*WHAT IS REQUIRED:* Rewrite the rows below, swapping every "coaching staff" for "scouting team" and keeping everything else the same.

>> START LISTED ENTRIES

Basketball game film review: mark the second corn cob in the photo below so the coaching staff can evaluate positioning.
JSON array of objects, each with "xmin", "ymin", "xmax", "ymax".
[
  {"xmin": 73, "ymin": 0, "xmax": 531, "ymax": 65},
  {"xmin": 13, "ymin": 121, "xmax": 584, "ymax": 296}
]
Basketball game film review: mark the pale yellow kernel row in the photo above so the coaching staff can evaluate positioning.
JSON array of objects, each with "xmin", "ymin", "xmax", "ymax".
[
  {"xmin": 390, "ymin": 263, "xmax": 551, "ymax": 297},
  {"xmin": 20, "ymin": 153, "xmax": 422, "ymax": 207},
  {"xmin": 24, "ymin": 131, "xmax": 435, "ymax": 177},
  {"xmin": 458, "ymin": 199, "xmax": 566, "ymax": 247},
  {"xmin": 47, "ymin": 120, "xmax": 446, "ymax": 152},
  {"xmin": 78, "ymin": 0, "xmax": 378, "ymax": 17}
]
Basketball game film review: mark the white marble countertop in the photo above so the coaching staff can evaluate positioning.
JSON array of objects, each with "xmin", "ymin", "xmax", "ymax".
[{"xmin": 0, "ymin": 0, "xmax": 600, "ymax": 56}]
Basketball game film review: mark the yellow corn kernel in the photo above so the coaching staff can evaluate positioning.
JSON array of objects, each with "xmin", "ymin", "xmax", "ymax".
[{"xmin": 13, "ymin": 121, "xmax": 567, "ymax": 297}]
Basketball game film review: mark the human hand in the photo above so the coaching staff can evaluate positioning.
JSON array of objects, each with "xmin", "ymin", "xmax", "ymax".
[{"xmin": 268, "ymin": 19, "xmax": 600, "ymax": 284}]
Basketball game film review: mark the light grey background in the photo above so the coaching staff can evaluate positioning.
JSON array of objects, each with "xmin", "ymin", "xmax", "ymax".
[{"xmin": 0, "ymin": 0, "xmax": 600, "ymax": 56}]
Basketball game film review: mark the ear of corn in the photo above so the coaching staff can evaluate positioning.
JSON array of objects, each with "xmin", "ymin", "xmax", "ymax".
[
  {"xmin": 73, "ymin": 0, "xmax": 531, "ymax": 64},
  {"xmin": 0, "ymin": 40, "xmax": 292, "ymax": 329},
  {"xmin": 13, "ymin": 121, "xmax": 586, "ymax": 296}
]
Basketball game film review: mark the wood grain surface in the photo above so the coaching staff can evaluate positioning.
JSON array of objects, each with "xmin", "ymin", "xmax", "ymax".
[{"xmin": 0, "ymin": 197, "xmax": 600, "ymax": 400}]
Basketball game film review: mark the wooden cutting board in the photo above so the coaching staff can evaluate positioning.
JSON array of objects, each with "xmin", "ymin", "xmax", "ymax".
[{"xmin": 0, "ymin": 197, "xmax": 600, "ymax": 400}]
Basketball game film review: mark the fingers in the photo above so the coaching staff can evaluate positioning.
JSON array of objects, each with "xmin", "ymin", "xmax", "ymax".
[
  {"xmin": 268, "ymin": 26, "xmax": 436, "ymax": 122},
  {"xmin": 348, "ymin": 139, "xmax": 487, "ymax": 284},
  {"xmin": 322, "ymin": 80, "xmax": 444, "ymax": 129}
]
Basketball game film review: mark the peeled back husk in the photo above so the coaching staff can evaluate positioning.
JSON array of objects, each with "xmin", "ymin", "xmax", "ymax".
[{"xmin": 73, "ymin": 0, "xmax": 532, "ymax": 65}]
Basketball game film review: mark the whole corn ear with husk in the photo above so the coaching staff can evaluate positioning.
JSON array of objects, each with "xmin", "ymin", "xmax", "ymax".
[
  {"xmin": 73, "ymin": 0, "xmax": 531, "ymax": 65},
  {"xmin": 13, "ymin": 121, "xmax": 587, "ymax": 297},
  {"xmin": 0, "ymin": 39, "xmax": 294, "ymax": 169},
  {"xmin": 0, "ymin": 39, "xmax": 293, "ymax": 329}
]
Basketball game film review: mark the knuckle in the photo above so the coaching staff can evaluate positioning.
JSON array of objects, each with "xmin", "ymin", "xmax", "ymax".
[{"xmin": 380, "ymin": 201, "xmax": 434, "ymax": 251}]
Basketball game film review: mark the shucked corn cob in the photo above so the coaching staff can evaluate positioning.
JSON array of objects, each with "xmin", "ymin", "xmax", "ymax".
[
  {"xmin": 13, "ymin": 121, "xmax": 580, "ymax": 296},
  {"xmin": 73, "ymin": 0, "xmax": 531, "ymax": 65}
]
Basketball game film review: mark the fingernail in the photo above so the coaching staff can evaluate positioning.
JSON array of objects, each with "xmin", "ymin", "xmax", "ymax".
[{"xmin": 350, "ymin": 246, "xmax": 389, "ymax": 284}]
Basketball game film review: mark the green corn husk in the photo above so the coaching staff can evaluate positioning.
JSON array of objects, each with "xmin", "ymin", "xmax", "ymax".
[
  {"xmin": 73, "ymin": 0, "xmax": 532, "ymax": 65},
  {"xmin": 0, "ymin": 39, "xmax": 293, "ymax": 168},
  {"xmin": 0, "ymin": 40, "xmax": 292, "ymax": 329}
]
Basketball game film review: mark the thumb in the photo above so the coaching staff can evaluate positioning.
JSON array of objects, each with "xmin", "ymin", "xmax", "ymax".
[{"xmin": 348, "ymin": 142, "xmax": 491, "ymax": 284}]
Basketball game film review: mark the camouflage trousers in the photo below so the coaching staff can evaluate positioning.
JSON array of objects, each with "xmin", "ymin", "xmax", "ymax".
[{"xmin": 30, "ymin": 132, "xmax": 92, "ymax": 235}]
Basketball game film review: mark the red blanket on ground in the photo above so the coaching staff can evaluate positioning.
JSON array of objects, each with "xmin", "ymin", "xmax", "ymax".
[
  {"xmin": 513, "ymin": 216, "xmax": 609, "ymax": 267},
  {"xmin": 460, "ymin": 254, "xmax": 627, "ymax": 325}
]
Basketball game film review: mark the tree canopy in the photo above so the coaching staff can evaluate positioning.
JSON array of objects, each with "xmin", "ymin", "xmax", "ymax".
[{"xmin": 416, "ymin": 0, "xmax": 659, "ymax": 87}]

>> END LISTED ENTRIES

*ANSWER:*
Basketball game film review: mark the second corn cob in the photo below so the scouting team can evaluate positioning.
JSON array of objects, each with "xmin", "ymin", "xmax", "ymax".
[
  {"xmin": 73, "ymin": 0, "xmax": 531, "ymax": 65},
  {"xmin": 13, "ymin": 121, "xmax": 584, "ymax": 296}
]
Basketball game film review: mark the pale yellow kernel row in the photo above so the scouting team can evaluate positioning.
JSON array of objects, each with "xmin", "ymin", "xmax", "ymax".
[
  {"xmin": 390, "ymin": 263, "xmax": 551, "ymax": 297},
  {"xmin": 20, "ymin": 153, "xmax": 422, "ymax": 207},
  {"xmin": 24, "ymin": 131, "xmax": 435, "ymax": 177},
  {"xmin": 458, "ymin": 199, "xmax": 566, "ymax": 247},
  {"xmin": 47, "ymin": 120, "xmax": 446, "ymax": 152},
  {"xmin": 78, "ymin": 0, "xmax": 378, "ymax": 17}
]
Basketball game film review: mark the white marble countertop in the photo above so the scouting team can evaluate positioning.
JSON array of objects, each with "xmin", "ymin", "xmax", "ymax".
[{"xmin": 0, "ymin": 0, "xmax": 600, "ymax": 56}]
Basketball game film review: mark the yellow corn kernel in the photo above so the scouting team can evaluate positioning.
JSON array of objects, each with "xmin", "ymin", "xmax", "ymax".
[{"xmin": 13, "ymin": 121, "xmax": 567, "ymax": 297}]
Basketball game film review: mark the human hand in the photo above so the scouting team can evaluate positioning.
JSON array of objects, each with "xmin", "ymin", "xmax", "ymax".
[{"xmin": 268, "ymin": 19, "xmax": 600, "ymax": 284}]
Basketball game film review: mark the light grey background in the photo above so the scouting team can evaluate positioning.
JSON array of objects, each with "xmin", "ymin", "xmax", "ymax".
[{"xmin": 0, "ymin": 0, "xmax": 600, "ymax": 56}]
Basketball game film review: mark the ear of corn in the photo above so the scouting team can evaluate positioning.
JSON array of objects, each with "xmin", "ymin", "xmax", "ymax".
[
  {"xmin": 73, "ymin": 0, "xmax": 531, "ymax": 64},
  {"xmin": 0, "ymin": 40, "xmax": 292, "ymax": 329},
  {"xmin": 13, "ymin": 121, "xmax": 586, "ymax": 296}
]
Basketball game film review: mark the wood grain surface in the photo above so the scouting team can evaluate positioning.
JSON array of objects, each with "xmin", "ymin", "xmax", "ymax".
[{"xmin": 0, "ymin": 197, "xmax": 600, "ymax": 400}]
Basketball game film review: mark the wooden cutting board in the photo above so the scouting team can evaluate positioning.
JSON array of objects, each with "xmin", "ymin", "xmax", "ymax".
[{"xmin": 0, "ymin": 197, "xmax": 600, "ymax": 400}]
Basketball game film review: mark the fingers in the photo above so the scouting team can evaluate positioning.
JSON array of objects, each with "xmin", "ymin", "xmax", "ymax".
[
  {"xmin": 268, "ymin": 26, "xmax": 436, "ymax": 122},
  {"xmin": 348, "ymin": 139, "xmax": 487, "ymax": 284},
  {"xmin": 322, "ymin": 80, "xmax": 444, "ymax": 129}
]
Basketball game film review: mark the peeled back husk in the photo above so the scouting team can evaluate positioning.
JSON array of objects, each with "xmin", "ymin", "xmax", "ymax".
[{"xmin": 73, "ymin": 0, "xmax": 532, "ymax": 65}]
Basketball game film review: mark the whole corn ear with husk in the photo above so the scouting team can evaluate positioning.
JSON array of objects, each with "xmin", "ymin", "xmax", "ymax".
[
  {"xmin": 73, "ymin": 0, "xmax": 531, "ymax": 65},
  {"xmin": 13, "ymin": 121, "xmax": 587, "ymax": 297},
  {"xmin": 0, "ymin": 39, "xmax": 294, "ymax": 169},
  {"xmin": 0, "ymin": 39, "xmax": 293, "ymax": 329}
]
Basketball game film review: mark the knuckle in the photo above so the scouting team can evaluate positioning.
JSON array of objects, each with "xmin", "ymin", "xmax", "ymax".
[{"xmin": 380, "ymin": 201, "xmax": 434, "ymax": 251}]
Basketball game film review: mark the shucked corn cob in the photo above so the scouting team can evaluate positioning.
JSON array of objects, each with "xmin", "ymin", "xmax", "ymax".
[
  {"xmin": 13, "ymin": 121, "xmax": 580, "ymax": 296},
  {"xmin": 73, "ymin": 0, "xmax": 531, "ymax": 65}
]
Basketball game film review: mark the fingernail in the photo above so the scouting team can evaluate positioning.
JSON array of objects, each with "xmin", "ymin", "xmax", "ymax".
[{"xmin": 350, "ymin": 246, "xmax": 389, "ymax": 284}]
Basketball game film review: mark the green corn husk in the photo above so the scouting team can evaluate positioning.
JSON array of objects, each with "xmin", "ymin", "xmax", "ymax".
[
  {"xmin": 73, "ymin": 0, "xmax": 532, "ymax": 65},
  {"xmin": 0, "ymin": 39, "xmax": 293, "ymax": 168},
  {"xmin": 0, "ymin": 40, "xmax": 292, "ymax": 329}
]
Basketball game film review: mark the thumb in the photo above so the scouting team can evaluate positioning.
JSON array of objects, each with "xmin", "ymin", "xmax", "ymax".
[{"xmin": 348, "ymin": 142, "xmax": 491, "ymax": 284}]
Basketball game film review: mark the camouflage trousers in the photo below so the scouting team can evaluate positioning.
JSON array of objects, each with "xmin", "ymin", "xmax", "ymax".
[{"xmin": 30, "ymin": 132, "xmax": 92, "ymax": 235}]
Basketball game film review: mark the red blanket on ground in the photo above so the scouting team can evaluate positioning.
JSON array of objects, each with "xmin", "ymin", "xmax", "ymax".
[
  {"xmin": 513, "ymin": 216, "xmax": 609, "ymax": 267},
  {"xmin": 460, "ymin": 254, "xmax": 627, "ymax": 325}
]
Basketball game film review: mark the tree canopy in the photo above so the scouting team can evaluate positioning.
JSON array of objects, each with "xmin", "ymin", "xmax", "ymax".
[{"xmin": 416, "ymin": 0, "xmax": 659, "ymax": 87}]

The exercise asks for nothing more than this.